## SOURCE DOCUMENT
::::::::::

The Memorial Bridge Marketplace contains the works of some of the region's most talented Artists & Artisans. We curate a collection of fine and found art that is the perfect starting point for any design project.
Made by Andy Crouch. These one-of-a-kind pieces of art are brought to life by heating, cutting, hammering, forming and welding random recycled materials together.
Fine Art and Pottery
Brett LaGue’s drawings and paintings are influenced by the color, texture, and energy of the landscape. He has exhibited his paintings and works on paper across the Mid-Atlantic in numerous solo and group presentations, art festivals, and Plein Air competitions. LaGue is the recipient of a professional fellowship grant from the Virginia Museum of Fine Arts. His work can be found in corporate and private art collections throughout the United States as well as in England and France. He studied graphic design and illustration at the Ringling College of Art + Design and lives and works in historic Fincastle, VA.

::::::::::

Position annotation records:
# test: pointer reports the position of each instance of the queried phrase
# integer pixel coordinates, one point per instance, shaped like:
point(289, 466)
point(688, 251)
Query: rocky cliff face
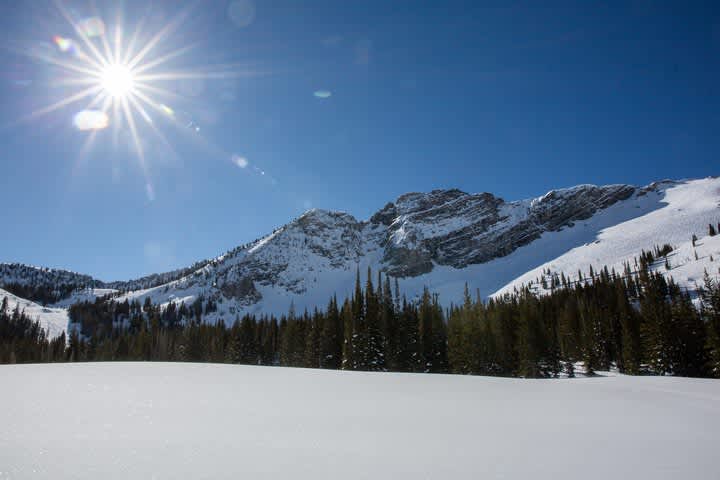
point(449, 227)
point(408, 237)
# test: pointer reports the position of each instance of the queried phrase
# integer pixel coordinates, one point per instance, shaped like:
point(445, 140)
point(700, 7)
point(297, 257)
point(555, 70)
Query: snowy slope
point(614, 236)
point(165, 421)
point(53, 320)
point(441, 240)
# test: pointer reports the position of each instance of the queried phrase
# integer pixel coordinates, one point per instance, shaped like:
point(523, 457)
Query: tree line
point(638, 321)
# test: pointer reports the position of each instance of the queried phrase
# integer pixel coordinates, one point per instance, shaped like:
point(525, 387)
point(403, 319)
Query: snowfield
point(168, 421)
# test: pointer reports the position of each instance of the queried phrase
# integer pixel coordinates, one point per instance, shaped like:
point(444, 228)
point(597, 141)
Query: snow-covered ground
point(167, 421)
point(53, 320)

::::::::::

## EXERCISE TASKS
**a)** According to the Memorial Bridge Marketplace page, where did Brett LaGue study graphic design and illustration?
**b)** Continue the Memorial Bridge Marketplace page from its final sentence.

## EXPECTED OUTPUTS
**a)** At the Ringling College of Art + Design.

**b)**
Living in Kansas, and then in the Smokey, Blue Ridge and Appalachian mountains over the years has increased Carrie's awareness of the subtle beauty of nature and God's creation. Light and color are key. McNutt's work has been exhibited in many solo and juried exhibitions, winning several awards. Carrie McNutt was born in Kansas and majored in interior design at Kansas State University. Now a resident of Roanoke, Virginia, her work can be found in galleries and shops throughout Virginia and Tennessee.
With a subtle weaving of color and light, Donna's creations offer expressions of timeless imagery, yet with a refreshingly new curiosity. Her painting is more than visual narrative. Donna saturates our senses with her generous affection for finding the simple beauty in the world around us. Donna prefers to work in oils, but occasionally desires the quick drying time of acrylics.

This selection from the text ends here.